WRITTEN TASK:
Could you copy every entry below word for word, leaving out the pictures?

Position identification records:
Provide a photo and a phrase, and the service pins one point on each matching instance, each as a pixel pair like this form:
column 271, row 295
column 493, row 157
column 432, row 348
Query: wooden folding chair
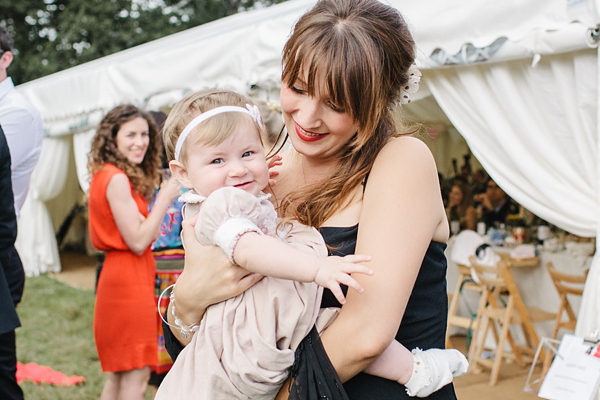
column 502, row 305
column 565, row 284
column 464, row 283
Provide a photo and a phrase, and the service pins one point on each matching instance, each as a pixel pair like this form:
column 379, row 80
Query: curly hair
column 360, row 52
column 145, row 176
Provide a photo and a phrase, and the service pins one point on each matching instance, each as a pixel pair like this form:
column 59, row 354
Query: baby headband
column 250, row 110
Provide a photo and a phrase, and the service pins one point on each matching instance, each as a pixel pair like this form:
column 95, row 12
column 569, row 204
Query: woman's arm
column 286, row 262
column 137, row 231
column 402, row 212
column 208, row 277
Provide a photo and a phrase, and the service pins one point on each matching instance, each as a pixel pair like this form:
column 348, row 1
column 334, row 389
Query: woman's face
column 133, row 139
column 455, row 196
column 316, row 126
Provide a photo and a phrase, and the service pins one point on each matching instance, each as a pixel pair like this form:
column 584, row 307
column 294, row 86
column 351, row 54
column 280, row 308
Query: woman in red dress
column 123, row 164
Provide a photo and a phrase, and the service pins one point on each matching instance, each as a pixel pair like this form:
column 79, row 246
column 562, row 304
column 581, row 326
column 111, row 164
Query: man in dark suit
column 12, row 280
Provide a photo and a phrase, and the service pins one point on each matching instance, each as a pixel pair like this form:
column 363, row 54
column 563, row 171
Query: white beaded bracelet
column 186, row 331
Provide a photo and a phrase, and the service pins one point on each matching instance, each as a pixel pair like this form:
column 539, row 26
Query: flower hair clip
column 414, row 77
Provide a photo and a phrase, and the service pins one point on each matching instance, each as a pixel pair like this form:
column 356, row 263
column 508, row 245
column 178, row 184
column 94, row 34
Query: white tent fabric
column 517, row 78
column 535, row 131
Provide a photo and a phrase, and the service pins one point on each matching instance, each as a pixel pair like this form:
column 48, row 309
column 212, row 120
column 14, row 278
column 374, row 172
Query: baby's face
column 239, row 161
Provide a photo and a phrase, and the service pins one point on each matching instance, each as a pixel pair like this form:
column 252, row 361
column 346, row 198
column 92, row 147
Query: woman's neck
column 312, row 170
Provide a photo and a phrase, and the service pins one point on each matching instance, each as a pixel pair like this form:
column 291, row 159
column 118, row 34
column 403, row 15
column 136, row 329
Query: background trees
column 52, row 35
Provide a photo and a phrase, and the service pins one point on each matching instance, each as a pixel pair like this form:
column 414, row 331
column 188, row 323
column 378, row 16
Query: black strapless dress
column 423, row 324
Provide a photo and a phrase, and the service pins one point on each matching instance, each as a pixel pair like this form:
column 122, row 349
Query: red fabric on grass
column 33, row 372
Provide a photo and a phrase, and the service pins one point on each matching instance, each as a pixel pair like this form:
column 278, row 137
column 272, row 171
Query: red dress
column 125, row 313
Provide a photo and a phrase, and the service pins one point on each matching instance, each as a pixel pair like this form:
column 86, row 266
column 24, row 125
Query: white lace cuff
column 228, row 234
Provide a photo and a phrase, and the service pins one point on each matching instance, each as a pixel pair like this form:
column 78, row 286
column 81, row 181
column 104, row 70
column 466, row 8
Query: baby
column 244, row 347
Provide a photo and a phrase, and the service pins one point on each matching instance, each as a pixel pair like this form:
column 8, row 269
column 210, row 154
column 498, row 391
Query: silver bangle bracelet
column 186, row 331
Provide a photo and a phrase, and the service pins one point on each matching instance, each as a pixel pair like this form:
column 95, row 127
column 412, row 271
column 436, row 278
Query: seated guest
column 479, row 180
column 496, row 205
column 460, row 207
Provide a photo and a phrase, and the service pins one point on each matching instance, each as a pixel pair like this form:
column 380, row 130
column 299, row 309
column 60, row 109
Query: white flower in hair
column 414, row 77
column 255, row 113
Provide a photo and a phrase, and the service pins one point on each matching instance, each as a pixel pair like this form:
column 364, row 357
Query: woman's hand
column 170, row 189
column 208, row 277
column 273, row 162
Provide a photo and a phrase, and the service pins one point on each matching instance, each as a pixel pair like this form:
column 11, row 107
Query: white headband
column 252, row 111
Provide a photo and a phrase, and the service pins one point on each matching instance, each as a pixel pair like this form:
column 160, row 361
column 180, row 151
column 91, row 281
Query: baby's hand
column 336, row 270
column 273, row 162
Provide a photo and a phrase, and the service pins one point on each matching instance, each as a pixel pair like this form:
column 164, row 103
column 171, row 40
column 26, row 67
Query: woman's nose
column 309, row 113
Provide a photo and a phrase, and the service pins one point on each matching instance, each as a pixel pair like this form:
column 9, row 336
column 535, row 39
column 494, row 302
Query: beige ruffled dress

THE REPLY:
Provide a photo and a phrase, and the service pins one point on each matching instance, each as a pixel pair like this form:
column 271, row 295
column 493, row 157
column 432, row 348
Query: wooden folding chair
column 502, row 305
column 565, row 284
column 464, row 283
Provide a photo and a phrase, and the service pins one point on each matching instance, each as a pixel pair like this form:
column 379, row 80
Query: curly hair
column 360, row 52
column 145, row 176
Provide a photo and a phrase, and the service pins one point on each matching instance, each as a pixel pair like this form:
column 59, row 354
Query: baby headband
column 250, row 110
Provide a photo and a phrase, and the service pins one point on each matching instance, each as a pixel pair like this form:
column 95, row 12
column 569, row 204
Query: woman's arm
column 286, row 262
column 137, row 231
column 402, row 212
column 208, row 277
Provide a photo and a phrase, and the service pins one point on each matching instance, each as a pixel pair like this form:
column 348, row 1
column 334, row 389
Query: woman's face
column 133, row 139
column 455, row 196
column 316, row 126
Provide a photo and a phrase, and the service pins one point on each matching instance, each as a pixel pair like this form:
column 584, row 307
column 294, row 86
column 351, row 54
column 280, row 308
Query: woman in red dress
column 123, row 164
Provide a photo and a phrase, and the service pins one point on each matching instance, each as a pixel pair like this form:
column 79, row 246
column 562, row 304
column 581, row 326
column 111, row 164
Query: man in dark suit
column 12, row 280
Provide a photo and a phrase, and the service pins one point on each matching instance, each as a pixel pair like this form:
column 363, row 54
column 563, row 171
Query: white beaded bracelet
column 186, row 331
Provide a photo and a phrase, and the service pins one point on each matching instance, each as a pixel pair like this form:
column 539, row 26
Query: flower hair clip
column 414, row 77
Provide a photo and a phrase, and the service pins one point on each matching instance, each as a pixel pair like this form:
column 356, row 263
column 508, row 245
column 178, row 184
column 94, row 34
Query: white tent fabric
column 517, row 78
column 535, row 131
Provide a photo and a phrase, and the service pins one point on each matching instance, each as a pixel pair like this form:
column 48, row 309
column 212, row 120
column 14, row 278
column 374, row 172
Query: baby's face
column 239, row 161
Provide a photo and a phrase, and the service pins one point on each matching instance, each as a pixel pair like this form:
column 252, row 361
column 346, row 198
column 92, row 147
Query: woman's neck
column 312, row 170
Provide a photo and a phrase, and the service pins one point on each matching instance, each as a pixel pair like this form:
column 291, row 159
column 118, row 34
column 403, row 15
column 136, row 329
Query: background trees
column 52, row 35
Provide a photo and a phrase, and the service pins one point on each matching instance, each as a pixel pair like this form:
column 414, row 331
column 188, row 323
column 378, row 16
Query: black strapless dress
column 423, row 324
Provide a photo and a phrase, and the service pins one point on each matching instance, each as a pixel pair like this form:
column 122, row 349
Query: red fabric on grass
column 33, row 372
Provide a photo and a phrase, and the service pins one point on each matching instance, each as a pixel pair like this form:
column 278, row 137
column 272, row 171
Query: red dress
column 125, row 313
Provide a photo and a phrase, and the service pins one point on each matching instance, each as a pixel pair like this form:
column 86, row 266
column 24, row 125
Query: white lace cuff
column 228, row 234
Provide a photo and a phrase, and the service pins one point on each matching instance, each as a pixel pair like this form:
column 78, row 286
column 81, row 181
column 104, row 70
column 466, row 8
Query: baby
column 244, row 347
Provide a photo and a phrase, and the service pins one point on each matching instance, each as a pixel pair like this form:
column 8, row 269
column 210, row 154
column 498, row 391
Query: silver bangle bracelet
column 186, row 331
Provide a photo and a phrase, and the service pins one point on each matching instance, each as a pixel pair like this form:
column 95, row 127
column 412, row 271
column 436, row 278
Query: seated guest
column 479, row 180
column 496, row 205
column 460, row 207
Provide a photo and a phrase, and the service pins one point on each matching instance, each as a pixel pair like this form:
column 380, row 130
column 299, row 309
column 60, row 109
Query: white flower in hair
column 414, row 77
column 255, row 113
Provide a photo and a phrase, and the service pins one point on each matching instance, each as a pixel pair like this form:
column 364, row 357
Query: woman's hand
column 170, row 189
column 208, row 277
column 273, row 162
Provide a photo and a phrase, and the service pins one point on each matching instance, each as a pixel pair like this form:
column 11, row 107
Query: white headband
column 252, row 111
Provide a photo and a phrase, and the service pins one point on each matching instance, each as a pixel pair like this form:
column 160, row 361
column 180, row 151
column 91, row 281
Query: baby's hand
column 336, row 270
column 273, row 162
Provide a photo and a phrase, and the service pins one point on each matching instance, each as a pixel pair like this form:
column 164, row 103
column 171, row 40
column 26, row 67
Query: woman's nose
column 309, row 113
Provide a photo and a phrase, and the service pins one point on each matching instance, each as a pixel pair like this form:
column 9, row 336
column 535, row 39
column 494, row 302
Query: beige ruffled dress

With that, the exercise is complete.